Activity
Each entry must be output exactly as it appears.

Start of Data

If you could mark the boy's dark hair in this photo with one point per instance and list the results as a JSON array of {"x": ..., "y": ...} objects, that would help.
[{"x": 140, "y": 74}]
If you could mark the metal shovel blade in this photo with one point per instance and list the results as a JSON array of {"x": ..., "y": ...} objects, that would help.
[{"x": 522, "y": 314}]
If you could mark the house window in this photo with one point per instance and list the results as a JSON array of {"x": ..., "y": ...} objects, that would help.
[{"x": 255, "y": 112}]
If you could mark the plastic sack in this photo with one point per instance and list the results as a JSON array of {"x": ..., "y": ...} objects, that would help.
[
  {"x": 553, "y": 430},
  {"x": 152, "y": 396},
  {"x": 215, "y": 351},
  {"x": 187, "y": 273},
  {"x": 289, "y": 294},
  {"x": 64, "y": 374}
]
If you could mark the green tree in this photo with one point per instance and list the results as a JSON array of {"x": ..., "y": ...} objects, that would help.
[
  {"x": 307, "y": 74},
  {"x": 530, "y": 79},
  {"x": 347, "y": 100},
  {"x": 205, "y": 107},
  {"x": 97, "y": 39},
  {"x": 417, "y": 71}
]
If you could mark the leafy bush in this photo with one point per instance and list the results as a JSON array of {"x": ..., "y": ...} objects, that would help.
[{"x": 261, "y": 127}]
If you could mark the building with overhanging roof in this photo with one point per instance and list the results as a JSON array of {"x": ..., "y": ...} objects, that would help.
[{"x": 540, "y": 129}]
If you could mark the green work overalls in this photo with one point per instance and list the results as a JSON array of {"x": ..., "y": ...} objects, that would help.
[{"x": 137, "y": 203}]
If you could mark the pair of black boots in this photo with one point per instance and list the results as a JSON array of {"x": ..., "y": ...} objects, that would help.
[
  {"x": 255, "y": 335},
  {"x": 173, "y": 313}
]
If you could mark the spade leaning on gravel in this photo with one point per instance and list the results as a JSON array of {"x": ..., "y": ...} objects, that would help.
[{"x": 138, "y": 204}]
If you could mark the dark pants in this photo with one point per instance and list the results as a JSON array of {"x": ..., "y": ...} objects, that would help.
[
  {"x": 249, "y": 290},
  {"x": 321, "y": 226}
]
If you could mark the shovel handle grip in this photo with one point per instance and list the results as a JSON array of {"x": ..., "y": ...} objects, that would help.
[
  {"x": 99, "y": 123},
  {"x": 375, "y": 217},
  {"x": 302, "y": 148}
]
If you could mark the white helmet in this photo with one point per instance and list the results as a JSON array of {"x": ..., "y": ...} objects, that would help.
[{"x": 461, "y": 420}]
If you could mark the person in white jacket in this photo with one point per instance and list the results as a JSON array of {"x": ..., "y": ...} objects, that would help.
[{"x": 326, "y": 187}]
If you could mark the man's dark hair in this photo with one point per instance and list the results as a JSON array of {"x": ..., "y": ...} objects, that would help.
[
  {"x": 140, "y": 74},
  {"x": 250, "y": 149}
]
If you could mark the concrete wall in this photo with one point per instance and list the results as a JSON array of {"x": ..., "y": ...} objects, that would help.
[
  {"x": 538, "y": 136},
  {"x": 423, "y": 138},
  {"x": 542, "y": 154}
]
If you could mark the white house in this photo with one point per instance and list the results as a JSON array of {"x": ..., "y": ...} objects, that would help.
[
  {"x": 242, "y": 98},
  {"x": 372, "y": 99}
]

End of Data

Answer section
If you could mark the boy's dark hair in this photo with one point per instance and list the results as a JSON array of {"x": ..., "y": ...} objects, that would help.
[{"x": 140, "y": 74}]
If you could mark the metal shovel blade in this photo with one point per instance and list the results as a JSON array of {"x": ..., "y": ...} objects, that would help.
[{"x": 522, "y": 314}]
If you could mark the house window in this photo with one point per instance and list the results as a JSON array of {"x": ..., "y": ...} objects, that would help.
[{"x": 255, "y": 112}]
If you could mark the plastic sack in this photo with one point per instance and list the results as a JSON array of {"x": ..., "y": ...} objects, that would help.
[
  {"x": 553, "y": 430},
  {"x": 152, "y": 396},
  {"x": 215, "y": 351},
  {"x": 187, "y": 273},
  {"x": 289, "y": 294},
  {"x": 64, "y": 374}
]
If you could mark the green tree in this photo with one point per instance and list the results as a JSON array of {"x": ..., "y": ...} objects, that would help.
[
  {"x": 307, "y": 74},
  {"x": 530, "y": 79},
  {"x": 347, "y": 100},
  {"x": 205, "y": 107},
  {"x": 97, "y": 39},
  {"x": 417, "y": 71}
]
If you could mark the leafy bush in this photo with one point per instance and list the results as a JSON array of {"x": ..., "y": ...} objects, that would help.
[{"x": 261, "y": 127}]
If you could mark the building with overhanging roof in this photo with one point per instance and list the results as a JSON array of {"x": ..., "y": ...} objects, that would help.
[{"x": 540, "y": 129}]
If you could mark the green work overalls in this photo with one point per instance and list the results as a JSON array of {"x": ..., "y": ...} objects, that would help.
[{"x": 137, "y": 203}]
If you could mark the pair of black boots in this photo with one point per instance and list the results as a JSON array of {"x": ..., "y": ...} objects, that would help.
[
  {"x": 255, "y": 335},
  {"x": 173, "y": 313}
]
If you could mark the spade leaning on gravel in this photo with one point per instance and list the results as a JSON array of {"x": ..., "y": ...} objects, that would help.
[{"x": 138, "y": 204}]
If you could mark the dark pants in this photo with one point per instance and list the results as a JSON array of {"x": ..., "y": ...} objects, that would help.
[
  {"x": 249, "y": 290},
  {"x": 321, "y": 226}
]
If you could mark the shovel handle grip in this photo with one point per instance and list the results as a JSON array of {"x": ..., "y": ...} objects, that would help.
[
  {"x": 99, "y": 123},
  {"x": 375, "y": 217},
  {"x": 302, "y": 148}
]
If you could mark the white helmet in this photo with one point per instance and list the results as a JSON array of {"x": ..., "y": ...} objects, that would help.
[{"x": 461, "y": 420}]
If you could mark the person in white jacket in this photo with one point per instance and list the results as a JSON array of {"x": ..., "y": ...} objects, that would help.
[{"x": 326, "y": 187}]
If you could mark the man's dark hair in this photo with one point per instance and list the results as a JSON array of {"x": ..., "y": ...} objects, that would help.
[
  {"x": 140, "y": 74},
  {"x": 250, "y": 149}
]
If you could mark the concrete wall in this photo with one point per instance and list the results as a JSON array of {"x": ..., "y": ...} objects, that would help.
[
  {"x": 538, "y": 136},
  {"x": 423, "y": 138},
  {"x": 542, "y": 154}
]
If you could mark the white house in this photo with one point per instance and list the results as a JSON array of {"x": ..., "y": ...} objects, that would help.
[
  {"x": 242, "y": 98},
  {"x": 372, "y": 99}
]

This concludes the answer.